[Begin Given text]

So here it goes, you can copy paste and compile this.

#include <stdio.h>
#include <stdlib.h>
#include <unistd.h>
#include <string.h>
#include <errno.h>
#include <time.h>
#include <sys/time.h>
#include <sys/types.h>
#include <sys/socket.h>
#include <netinet/in.h>
#include <arpa/inet.h>

#define MYPORT 8080    		// The default port the server will listen on.
#define MAXBUFLEN 70

int main(int argc, char *argv[])
{
    int sockfd;
    int port = MYPORT;
    struct sockaddr_in my_addr;    // my address information
    struct sockaddr_in their_addr; // connector's address information
    int bytes_received;
    char buffer[MAXBUFLEN];
    struct timeval tv;
    fd_set rfds;
    int retval;

    socklen_t addr_len = sizeof(their_addr);

    // open the UDP socket and bind it
    my_addr.sin_family = AF_INET;
    my_addr.sin_port = htons(port);
    my_addr.sin_addr.s_addr = INADDR_ANY;
    memset(my_addr.sin_zero, '\0', sizeof(my_addr.sin_zero));

    if ((sockfd = socket(AF_INET, SOCK_DGRAM, 0)) == -1)
    {
        perror("Could not open socket");
        exit(1);
    }

    if (bind(sockfd, (struct sockaddr *)&my_addr, sizeof (my_addr)) == -1)
    {
        perror("Could not bind socket.");
        exit(1);
    }

    printf("Server is ready and listening on port %d\n",
ntohs(my_addr.sin_port));

    while (1)

[End Given text]

» **Tasks to perform**:
1/ Reproduce everything in the UDP server code from "socklen_t addr_len = sizeof(their_addr);" down to "SOCK_DGRAM, 0)) == -1)", substituting "local_addr" for "my_addr".
2/ According to the UDP server code, what is the default port the server will listen on?

[Begin Record list]

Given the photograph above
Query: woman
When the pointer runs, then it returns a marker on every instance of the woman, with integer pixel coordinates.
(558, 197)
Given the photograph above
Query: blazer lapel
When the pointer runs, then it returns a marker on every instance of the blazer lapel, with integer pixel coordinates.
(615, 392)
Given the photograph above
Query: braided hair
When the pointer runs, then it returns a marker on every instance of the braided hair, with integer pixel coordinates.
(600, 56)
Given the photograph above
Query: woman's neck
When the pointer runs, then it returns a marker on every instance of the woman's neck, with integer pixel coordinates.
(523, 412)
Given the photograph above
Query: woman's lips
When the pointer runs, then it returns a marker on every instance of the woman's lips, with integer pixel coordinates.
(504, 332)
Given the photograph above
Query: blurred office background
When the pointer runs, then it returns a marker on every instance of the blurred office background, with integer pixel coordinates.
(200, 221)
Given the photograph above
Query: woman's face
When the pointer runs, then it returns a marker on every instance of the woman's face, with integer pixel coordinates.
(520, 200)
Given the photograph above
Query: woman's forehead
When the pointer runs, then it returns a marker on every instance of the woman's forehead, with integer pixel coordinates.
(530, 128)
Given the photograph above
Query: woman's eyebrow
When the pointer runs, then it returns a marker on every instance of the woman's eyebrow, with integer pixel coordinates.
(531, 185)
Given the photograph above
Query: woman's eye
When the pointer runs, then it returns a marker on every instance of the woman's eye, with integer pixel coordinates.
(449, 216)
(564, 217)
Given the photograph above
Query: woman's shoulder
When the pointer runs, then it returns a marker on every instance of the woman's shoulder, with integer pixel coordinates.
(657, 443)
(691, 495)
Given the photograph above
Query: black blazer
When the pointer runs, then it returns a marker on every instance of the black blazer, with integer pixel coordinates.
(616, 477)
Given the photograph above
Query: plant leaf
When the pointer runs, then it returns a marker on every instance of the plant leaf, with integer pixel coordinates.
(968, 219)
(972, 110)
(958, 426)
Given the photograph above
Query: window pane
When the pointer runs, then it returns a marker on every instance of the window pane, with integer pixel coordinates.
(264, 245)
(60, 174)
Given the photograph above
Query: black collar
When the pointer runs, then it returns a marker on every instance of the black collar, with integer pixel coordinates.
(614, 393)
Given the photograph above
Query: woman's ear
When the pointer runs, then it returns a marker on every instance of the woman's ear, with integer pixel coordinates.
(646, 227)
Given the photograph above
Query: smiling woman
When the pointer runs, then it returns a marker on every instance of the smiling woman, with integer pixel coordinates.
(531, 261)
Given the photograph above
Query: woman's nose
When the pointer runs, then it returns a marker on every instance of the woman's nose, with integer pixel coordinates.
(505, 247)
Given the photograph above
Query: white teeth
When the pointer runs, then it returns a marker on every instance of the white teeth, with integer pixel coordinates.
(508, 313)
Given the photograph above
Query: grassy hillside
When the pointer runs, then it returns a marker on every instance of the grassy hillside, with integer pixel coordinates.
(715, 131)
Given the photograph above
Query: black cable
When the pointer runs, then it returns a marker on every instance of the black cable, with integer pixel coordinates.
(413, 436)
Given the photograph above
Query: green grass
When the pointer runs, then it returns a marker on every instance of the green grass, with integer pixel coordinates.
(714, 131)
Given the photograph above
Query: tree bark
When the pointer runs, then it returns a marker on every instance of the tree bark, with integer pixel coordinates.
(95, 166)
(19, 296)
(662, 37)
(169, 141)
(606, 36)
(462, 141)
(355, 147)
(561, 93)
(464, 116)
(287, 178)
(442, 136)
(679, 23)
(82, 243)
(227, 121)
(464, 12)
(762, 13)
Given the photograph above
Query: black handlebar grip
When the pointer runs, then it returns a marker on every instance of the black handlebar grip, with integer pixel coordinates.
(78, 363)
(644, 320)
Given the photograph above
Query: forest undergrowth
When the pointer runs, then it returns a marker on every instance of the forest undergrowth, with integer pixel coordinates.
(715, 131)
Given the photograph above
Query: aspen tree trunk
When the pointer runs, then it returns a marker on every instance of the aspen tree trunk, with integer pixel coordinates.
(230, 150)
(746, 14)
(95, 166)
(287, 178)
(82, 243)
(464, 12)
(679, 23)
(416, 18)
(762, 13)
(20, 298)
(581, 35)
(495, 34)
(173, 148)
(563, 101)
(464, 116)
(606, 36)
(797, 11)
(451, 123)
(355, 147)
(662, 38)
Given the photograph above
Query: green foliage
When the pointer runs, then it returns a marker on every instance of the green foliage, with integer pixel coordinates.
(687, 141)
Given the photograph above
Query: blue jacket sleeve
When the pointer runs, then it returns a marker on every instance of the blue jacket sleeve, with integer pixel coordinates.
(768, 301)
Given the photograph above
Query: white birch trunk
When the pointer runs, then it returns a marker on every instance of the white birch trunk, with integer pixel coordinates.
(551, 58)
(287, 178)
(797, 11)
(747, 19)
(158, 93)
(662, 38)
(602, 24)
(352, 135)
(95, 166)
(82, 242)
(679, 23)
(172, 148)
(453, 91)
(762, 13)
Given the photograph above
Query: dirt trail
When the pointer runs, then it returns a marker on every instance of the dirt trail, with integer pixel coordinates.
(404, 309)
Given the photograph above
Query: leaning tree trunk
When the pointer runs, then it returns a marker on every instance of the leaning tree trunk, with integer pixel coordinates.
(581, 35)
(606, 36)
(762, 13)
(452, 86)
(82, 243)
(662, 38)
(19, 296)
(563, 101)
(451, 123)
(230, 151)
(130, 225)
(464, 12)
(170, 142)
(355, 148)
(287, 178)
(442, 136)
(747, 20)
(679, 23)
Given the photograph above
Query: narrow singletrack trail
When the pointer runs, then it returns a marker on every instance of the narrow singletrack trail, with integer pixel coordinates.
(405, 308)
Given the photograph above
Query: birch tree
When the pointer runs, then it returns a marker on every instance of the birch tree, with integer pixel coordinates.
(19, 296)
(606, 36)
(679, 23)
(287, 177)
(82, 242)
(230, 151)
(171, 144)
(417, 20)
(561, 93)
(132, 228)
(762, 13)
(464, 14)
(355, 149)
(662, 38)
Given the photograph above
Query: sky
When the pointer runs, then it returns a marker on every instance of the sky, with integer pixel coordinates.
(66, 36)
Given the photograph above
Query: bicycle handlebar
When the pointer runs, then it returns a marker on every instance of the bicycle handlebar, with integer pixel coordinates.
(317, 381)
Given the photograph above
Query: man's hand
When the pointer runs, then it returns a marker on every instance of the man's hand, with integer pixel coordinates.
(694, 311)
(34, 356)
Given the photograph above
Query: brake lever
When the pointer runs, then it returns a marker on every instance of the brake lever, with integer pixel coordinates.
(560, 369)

[End Record list]
[Begin Record list]

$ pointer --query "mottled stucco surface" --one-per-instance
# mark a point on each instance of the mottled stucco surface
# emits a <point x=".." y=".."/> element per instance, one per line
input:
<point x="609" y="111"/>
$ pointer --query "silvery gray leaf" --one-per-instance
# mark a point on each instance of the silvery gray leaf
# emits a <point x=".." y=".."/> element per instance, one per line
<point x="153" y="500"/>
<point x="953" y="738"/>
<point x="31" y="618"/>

[End Record list]
[Begin Record list]

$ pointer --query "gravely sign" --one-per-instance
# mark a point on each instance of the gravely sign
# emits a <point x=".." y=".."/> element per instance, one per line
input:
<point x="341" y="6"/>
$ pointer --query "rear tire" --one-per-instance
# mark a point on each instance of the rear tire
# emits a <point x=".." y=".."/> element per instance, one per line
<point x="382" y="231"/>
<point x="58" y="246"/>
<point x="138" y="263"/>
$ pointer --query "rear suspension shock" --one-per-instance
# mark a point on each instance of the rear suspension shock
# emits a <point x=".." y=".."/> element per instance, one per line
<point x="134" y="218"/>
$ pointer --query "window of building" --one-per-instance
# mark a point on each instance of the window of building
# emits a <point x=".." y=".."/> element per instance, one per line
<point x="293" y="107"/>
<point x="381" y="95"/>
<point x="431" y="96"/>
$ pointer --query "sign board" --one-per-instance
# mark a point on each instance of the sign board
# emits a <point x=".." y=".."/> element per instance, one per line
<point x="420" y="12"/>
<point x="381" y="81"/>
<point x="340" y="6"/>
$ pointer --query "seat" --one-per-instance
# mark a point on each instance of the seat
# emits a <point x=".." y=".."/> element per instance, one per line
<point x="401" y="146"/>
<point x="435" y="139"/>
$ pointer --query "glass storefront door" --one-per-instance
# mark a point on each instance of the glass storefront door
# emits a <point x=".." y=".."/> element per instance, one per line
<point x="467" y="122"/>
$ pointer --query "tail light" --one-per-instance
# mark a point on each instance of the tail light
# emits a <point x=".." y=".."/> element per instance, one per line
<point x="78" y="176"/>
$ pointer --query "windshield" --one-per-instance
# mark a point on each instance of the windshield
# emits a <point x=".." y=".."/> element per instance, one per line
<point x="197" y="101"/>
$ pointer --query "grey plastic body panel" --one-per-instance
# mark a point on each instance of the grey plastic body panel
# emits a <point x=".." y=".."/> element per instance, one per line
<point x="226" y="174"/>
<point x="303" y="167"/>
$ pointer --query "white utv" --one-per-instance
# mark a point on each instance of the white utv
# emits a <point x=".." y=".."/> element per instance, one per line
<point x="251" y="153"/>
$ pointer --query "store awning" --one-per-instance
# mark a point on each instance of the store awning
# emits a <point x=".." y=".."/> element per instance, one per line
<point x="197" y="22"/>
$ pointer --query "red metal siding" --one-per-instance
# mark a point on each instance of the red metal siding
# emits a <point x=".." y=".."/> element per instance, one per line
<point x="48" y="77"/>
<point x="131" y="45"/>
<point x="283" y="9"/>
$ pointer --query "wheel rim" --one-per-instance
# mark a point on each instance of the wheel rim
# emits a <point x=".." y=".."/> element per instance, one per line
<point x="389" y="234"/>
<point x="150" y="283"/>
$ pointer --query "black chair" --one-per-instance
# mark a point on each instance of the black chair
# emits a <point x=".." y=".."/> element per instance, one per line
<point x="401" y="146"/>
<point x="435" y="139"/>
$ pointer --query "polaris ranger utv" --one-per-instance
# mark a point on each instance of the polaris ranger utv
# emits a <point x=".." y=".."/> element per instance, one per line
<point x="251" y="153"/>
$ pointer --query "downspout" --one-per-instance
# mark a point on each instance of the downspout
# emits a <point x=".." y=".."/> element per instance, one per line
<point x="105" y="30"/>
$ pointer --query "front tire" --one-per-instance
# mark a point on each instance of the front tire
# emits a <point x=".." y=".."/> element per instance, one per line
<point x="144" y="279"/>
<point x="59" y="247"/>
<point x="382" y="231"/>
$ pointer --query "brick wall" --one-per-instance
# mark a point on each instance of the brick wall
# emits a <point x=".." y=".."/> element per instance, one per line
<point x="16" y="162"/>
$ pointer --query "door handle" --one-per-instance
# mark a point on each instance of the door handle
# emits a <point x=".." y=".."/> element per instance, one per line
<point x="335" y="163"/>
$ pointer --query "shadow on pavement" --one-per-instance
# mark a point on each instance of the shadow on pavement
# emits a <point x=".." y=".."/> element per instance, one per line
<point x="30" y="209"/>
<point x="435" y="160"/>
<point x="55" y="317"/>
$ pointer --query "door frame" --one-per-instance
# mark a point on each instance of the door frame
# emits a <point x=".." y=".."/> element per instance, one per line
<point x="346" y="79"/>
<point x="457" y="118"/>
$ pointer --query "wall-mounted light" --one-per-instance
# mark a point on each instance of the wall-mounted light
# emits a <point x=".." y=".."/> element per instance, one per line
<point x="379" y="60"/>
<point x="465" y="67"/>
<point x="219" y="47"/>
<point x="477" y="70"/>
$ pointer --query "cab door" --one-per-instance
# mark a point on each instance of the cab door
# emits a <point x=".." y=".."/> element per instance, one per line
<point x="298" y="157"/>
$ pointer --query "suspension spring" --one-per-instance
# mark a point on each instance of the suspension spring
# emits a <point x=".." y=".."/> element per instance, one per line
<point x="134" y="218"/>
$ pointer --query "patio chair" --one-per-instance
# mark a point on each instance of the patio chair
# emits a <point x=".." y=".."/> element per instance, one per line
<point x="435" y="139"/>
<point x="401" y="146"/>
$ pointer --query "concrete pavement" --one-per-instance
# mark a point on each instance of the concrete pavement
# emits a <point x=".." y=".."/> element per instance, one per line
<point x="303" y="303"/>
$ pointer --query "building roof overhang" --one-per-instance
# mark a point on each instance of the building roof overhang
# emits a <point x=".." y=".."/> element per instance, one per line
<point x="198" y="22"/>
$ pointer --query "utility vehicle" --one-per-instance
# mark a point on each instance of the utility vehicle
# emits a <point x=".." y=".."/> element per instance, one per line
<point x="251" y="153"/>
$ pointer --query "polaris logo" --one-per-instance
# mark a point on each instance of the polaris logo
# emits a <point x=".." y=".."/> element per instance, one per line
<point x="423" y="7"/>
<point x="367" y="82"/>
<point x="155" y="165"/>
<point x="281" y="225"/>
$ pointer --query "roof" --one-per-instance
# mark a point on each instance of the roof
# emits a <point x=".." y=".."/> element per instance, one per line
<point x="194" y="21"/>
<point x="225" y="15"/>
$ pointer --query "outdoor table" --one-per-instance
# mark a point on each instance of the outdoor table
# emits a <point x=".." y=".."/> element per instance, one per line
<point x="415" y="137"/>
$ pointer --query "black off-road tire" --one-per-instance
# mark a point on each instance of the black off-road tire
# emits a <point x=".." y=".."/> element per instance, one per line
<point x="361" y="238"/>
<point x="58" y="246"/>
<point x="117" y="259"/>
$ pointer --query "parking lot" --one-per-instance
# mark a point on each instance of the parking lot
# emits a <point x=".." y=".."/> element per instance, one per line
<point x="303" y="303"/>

[End Record list]

» **Replies**:
1/
socklen_t addr_len = sizeof(their_addr);

    // open the UDP socket and bind it
    local_addr.sin_family = AF_INET;
    local_addr.sin_port = htons(port);
    local_addr.sin_addr.s_addr = INADDR_ANY;
    memset(local_addr.sin_zero, '\0', sizeof(local_addr.sin_zero));

    if ((sockfd = socket(AF_INET, SOCK_DGRAM, 0)) == -1)

2/ Port 8080.